Article très représentatif, hélas, de ce qui se passe sur divers sujets sur Agoravox. Il est bien dommage qu’un « media citoyen », dès qu’il s’ouvre, voit accourir aussitôt toutes sortes de zozos amateurs de vieilles lunes et de complots improbables, au point de rendre inaudible toute autre opinion pourtant majoritairement acceptée en dehors de leur petit cercle. Ainsi, entre les 11-septembriens de l’Eglise Unifiée du WTC7, les extrême-droite, extrême-gauche, extrême-sauvageons, extrême-sionistes, anti-corridas et autres écolophiles scandalisés par le fait que des gens prennent l’avion, on constate l’irruption récurrente d’une faction d’espérantiste fondamentalistes.

Rappelons les faits : L’espéranto, langue créée au XIXe siècle par un oculiste Polonais, est effectivement la plus répandue des langues « construites », puisque selon les espérantistes eux-mêmes, ils sont environ deux millions dans le monde. Notez cependant que des pointages et appels à témoin faits dans certaines villes ont conduit à réviser ces chiffres à la baisse. Si l’on écarte ceux qui baragouinent péniblement trois mots et ceux qui ont abandonné il y a belle lurette, il n’y aurait en fait pas plus de 200 000 espérantistes actifs dans le monde. Soit 0,003% de la population. Autant dire que pour apprendre cette langue à l’humanité, il faudrait quasiment partir de zéro.

Et tant qu’à partir de zéro, pourquoi ne pas prendre une autre langue construite ? L’IDO, par exemple, est une évolution de l’espéranto vers plus de souplesse, de logique et de simplicité (et qui élimine au passage quelques bizarreries telles que le g accentué, impraticable sur la quasi-totalité des claviers d’ordinateurs et inconnu des codes ASCII). Seulement voilà, quand vous évoquez l’IDO devant un espérantiste (je parle d’un mollah espérantiste, un barbu, un vrai de vrai), vous le verrez aussitôt écumer de rage, se répandre en malédictions et vous jeter à la figure, outre tous les objets contondants à portée de sa main, que « l’Espéranto est parfait, il n’y a rien à jeter dedans ». Pourtant, Zamenhof lui-même (l’oculiste Polonais, si vous vous souvenez) avait tenté de proposer des amendements à son propre langage, qui avaient été refusées par les premiers congrès espérantistes pour hérésie. Je force un peu le trait, mais à peine, songez qu’à certains congrès, partisans de l’espéranto et de l’IDO en sont venus aux mains pour savoir lequel des deux langages était le plus apte à promouvoir la concorde universelle et la paix entre les hommes.

Pour ce qui est du rapport Grin, que le parti espérantophile brandit comme les Sacrements, ce n’est pas réellement un rapport, mais une étude, fait par un certain professeur Grin qui est sans doute tout à fait compétent en linguistique, mais qui est aussi, de longue date, un sympathisant espérantiste. Ce qui est bien sûr son droit. Néanmoins, si vous demandez à José Bové de faire un rapport sur les OGM, ou si vous commandez à EDF un rapport sur la sécurité de la filière nucléaire, vous apprendrez sans doute des choses très intéressantes sur ces sujets, mais vous ne pourrez certainement pas prétendre avoir été informé de façon impartiale.
=======
* [CONSIGNE 1]:
Relevez toutes les personnes désignées par leur nom dans le texte sur l'espéranto.
* [CONSIGNE 2]:
Rédigez la suite du texte sur l'espéranto, après sa dernière phrase.

* [DONNÉES AFFICHÉES]:
=======
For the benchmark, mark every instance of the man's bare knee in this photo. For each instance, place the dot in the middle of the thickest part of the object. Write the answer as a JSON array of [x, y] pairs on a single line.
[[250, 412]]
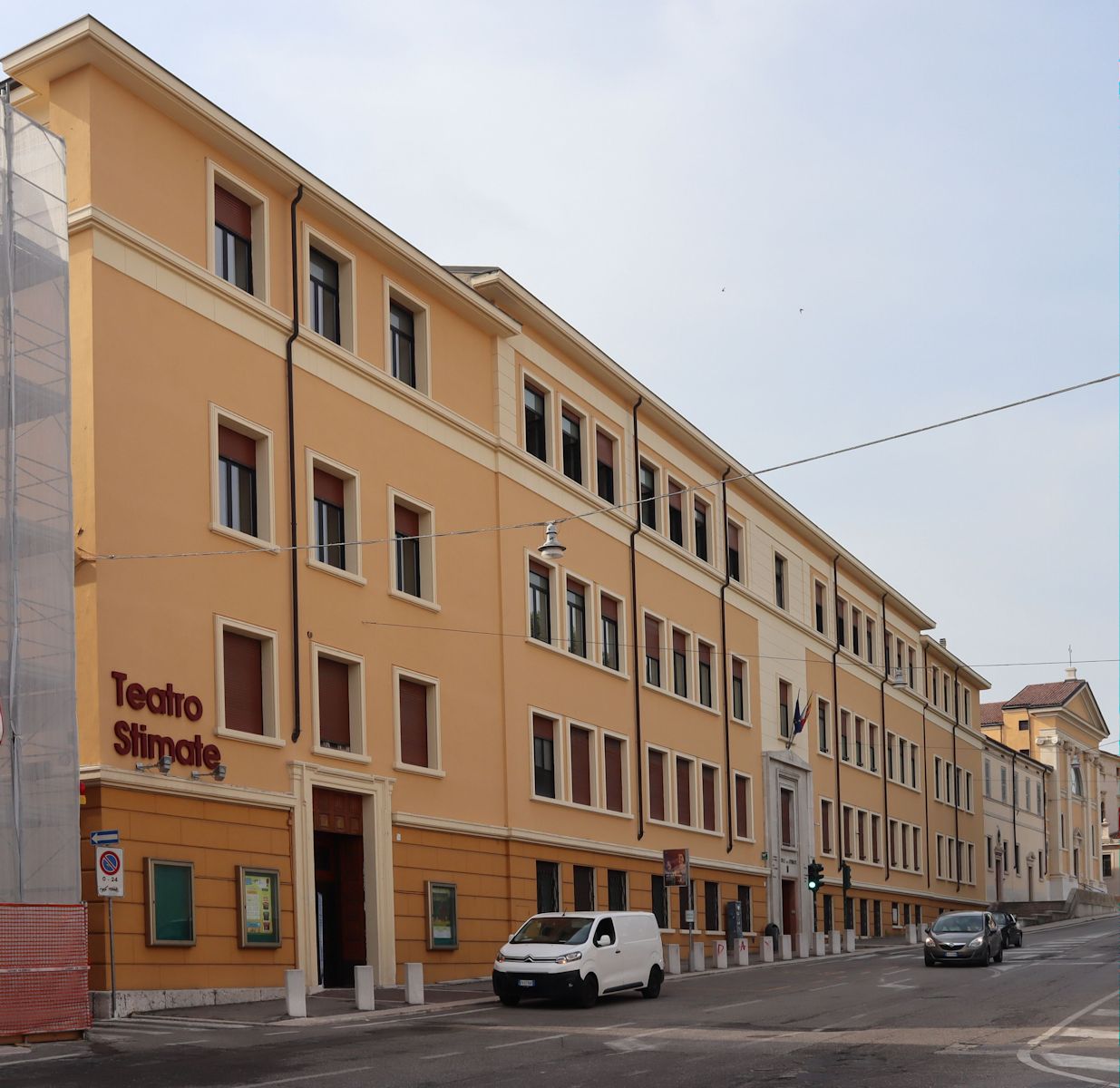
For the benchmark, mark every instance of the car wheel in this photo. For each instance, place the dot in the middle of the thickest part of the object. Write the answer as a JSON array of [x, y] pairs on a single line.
[[589, 992]]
=======
* [RÉSULTAT ATTENDU 1]:
Zamenhof, le professeur Grin, José Bové.

* [RÉSULTAT ATTENDU 2]:
Le rapport Grin, par exemple, insiste sur les sommes que les pays anglo-saxons « gagnent » grâce à la popularité de leur langue, et les espérantistes embrayent sur les sommes que les autres pays d’Europe « gaspillent » en adpotant l’anglais. Des sommes prodigieuse ! Mais en regardant dans le détail, on s’aperçoit dans l’hypothèse espéranto, ces sommes seraient « économisées » en supprimant l’enseignement de l’anglais dans les écoles. Le rapport Grin est bien sûr muet sur ce à quoi on occuperait les élèves ainsi libérés, sur ce qu’on ferait des professeurs d’anglais au chômage, et à ce qu’on devrait raconter aux parents d’élèves pour leur expliquer que leur progéniture sera désormais interdite de preterit.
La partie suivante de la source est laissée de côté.